Start of READING PASSAGE

Lessons learned. Again.

You know how when there’s a leak in your house you usually fix it right away, but sometimes you just ignore it? Because it’s really not doing that much damage and it’s probably only leaking because it’s raining and it’s going to stop raining eventually.

Right. Except.

The thing is, you don’t know when it’s going to stop raining. Or when it’s going to start raining again. And how hard. Because despite your best efforts, and the best predictions and forecasts, sometimes storms just come. And sometimes they come out of nowhere, and you haven’t fixed the leak, and it makes an even bigger mess.

And then you have to figure out how to fix the damage from the leak. There’s no point in wasting time wishing you had fixed it earlier. Hindsight is 20-20 and all you can do is deal with what you have in front of you.

So you get mad at yourself, and you complain, and maybe you cry, but then you do the Next Right Thing. You call the repairman, and tell them that even if their schedule is crazy, you need to be fit in. And you don’t, you can’t, feel bad about it, because that’s their job. And you have to fix the damage to your house. No amount of avoidance or wishing is going to make it go away.

And you remind yourself: next time, for the love of all things holy, don’t ignore the leak. No matter how tempting avoidance is, remember that the likelihood of the leak just stopping is slim to none. Patch it. Fix it. Face it. Call the repairman. Well before the damage occurs.

The intimacy of a panic attack

There was a recent episode of “This is Us” that had people talking (this is not a spoiler, not to worry). It involved Randall coping with anxiety that quickly increased in severity, and eventually showed him in the midst of a full-blown panic/anxiety attack.

It hurt my heart. It was gut-wrenching and painful and beautiful, too, because during his panic attack, his brother came and sat on the floor with him and just held him.

There are few things so vulnerable, so intimate.

I can count on one hand the number of people who I have wanted to see me in the middle of a panic attack. Some people have witnessed it just because it happened when they were around. But usually? I prefer to ride it out on my own, touching base after the wave has passed.

I don’t think there’s a right or wrong way to do it. You get through the hard times however you get through them. Some people want to be physically hugged through a panic attack – others push loved ones away. You do what you need to do.

End of READING PASSAGE
Start of DATA UNDER STUDY

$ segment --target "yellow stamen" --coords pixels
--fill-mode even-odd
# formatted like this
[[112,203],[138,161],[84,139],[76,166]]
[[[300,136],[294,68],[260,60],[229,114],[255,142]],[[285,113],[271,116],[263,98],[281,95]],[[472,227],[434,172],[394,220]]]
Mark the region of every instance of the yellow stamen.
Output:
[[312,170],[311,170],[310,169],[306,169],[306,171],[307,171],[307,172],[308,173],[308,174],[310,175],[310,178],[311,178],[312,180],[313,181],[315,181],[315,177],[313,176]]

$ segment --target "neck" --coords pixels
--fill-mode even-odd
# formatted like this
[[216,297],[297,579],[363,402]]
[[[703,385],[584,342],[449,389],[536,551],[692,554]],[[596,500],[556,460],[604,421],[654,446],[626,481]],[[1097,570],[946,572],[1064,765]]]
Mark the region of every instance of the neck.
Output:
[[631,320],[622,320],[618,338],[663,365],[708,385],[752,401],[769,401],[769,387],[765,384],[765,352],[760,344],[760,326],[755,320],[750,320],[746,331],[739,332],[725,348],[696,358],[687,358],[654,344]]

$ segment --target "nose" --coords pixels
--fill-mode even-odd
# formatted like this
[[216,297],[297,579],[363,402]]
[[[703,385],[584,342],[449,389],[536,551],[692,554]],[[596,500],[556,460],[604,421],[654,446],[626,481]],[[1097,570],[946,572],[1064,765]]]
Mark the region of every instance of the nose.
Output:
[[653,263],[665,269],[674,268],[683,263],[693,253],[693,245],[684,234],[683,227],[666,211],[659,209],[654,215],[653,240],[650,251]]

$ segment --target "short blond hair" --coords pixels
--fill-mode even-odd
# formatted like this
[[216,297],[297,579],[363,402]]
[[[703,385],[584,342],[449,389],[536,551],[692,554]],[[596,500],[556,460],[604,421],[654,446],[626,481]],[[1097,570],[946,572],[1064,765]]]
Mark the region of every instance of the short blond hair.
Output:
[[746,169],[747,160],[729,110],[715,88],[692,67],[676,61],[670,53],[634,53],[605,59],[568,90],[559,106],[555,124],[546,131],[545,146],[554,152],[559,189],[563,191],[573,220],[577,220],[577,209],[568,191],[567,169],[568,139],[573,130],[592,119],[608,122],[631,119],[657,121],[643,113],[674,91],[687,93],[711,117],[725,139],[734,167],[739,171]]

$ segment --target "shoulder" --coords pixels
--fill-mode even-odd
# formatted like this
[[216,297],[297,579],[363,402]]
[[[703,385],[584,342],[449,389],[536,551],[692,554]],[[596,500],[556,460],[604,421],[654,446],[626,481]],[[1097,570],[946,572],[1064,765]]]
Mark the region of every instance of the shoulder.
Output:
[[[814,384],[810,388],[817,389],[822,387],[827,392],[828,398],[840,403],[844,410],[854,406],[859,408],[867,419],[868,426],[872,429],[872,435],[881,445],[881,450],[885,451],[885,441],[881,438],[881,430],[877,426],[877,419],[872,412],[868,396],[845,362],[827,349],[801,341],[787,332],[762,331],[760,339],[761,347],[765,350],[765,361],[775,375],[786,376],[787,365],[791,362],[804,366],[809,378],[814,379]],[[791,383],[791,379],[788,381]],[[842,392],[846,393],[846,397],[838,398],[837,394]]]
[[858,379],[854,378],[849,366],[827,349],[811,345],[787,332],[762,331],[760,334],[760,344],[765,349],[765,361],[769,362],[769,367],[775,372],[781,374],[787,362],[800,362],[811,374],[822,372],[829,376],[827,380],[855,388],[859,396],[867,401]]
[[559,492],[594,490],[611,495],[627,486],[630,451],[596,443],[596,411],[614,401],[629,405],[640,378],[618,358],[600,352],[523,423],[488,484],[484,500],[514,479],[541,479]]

End of DATA UNDER STUDY

BRIEF 1:
In the blog post, who sits on the floor with Randall and holds him during his panic attack?
BRIEF 2:
Transcribe the blog post between "There are few" and "wave has passed.", inclusive.

EXERCISE ANSWER 1:
His brother.

EXERCISE ANSWER 2:
There are few things so vulnerable, so intimate.

I can count on one hand the number of people who I have wanted to see me in the middle of a panic attack. Some people have witnessed it just because it happened when they were around. But usually? I prefer to ride it out on my own, touching base after the wave has passed.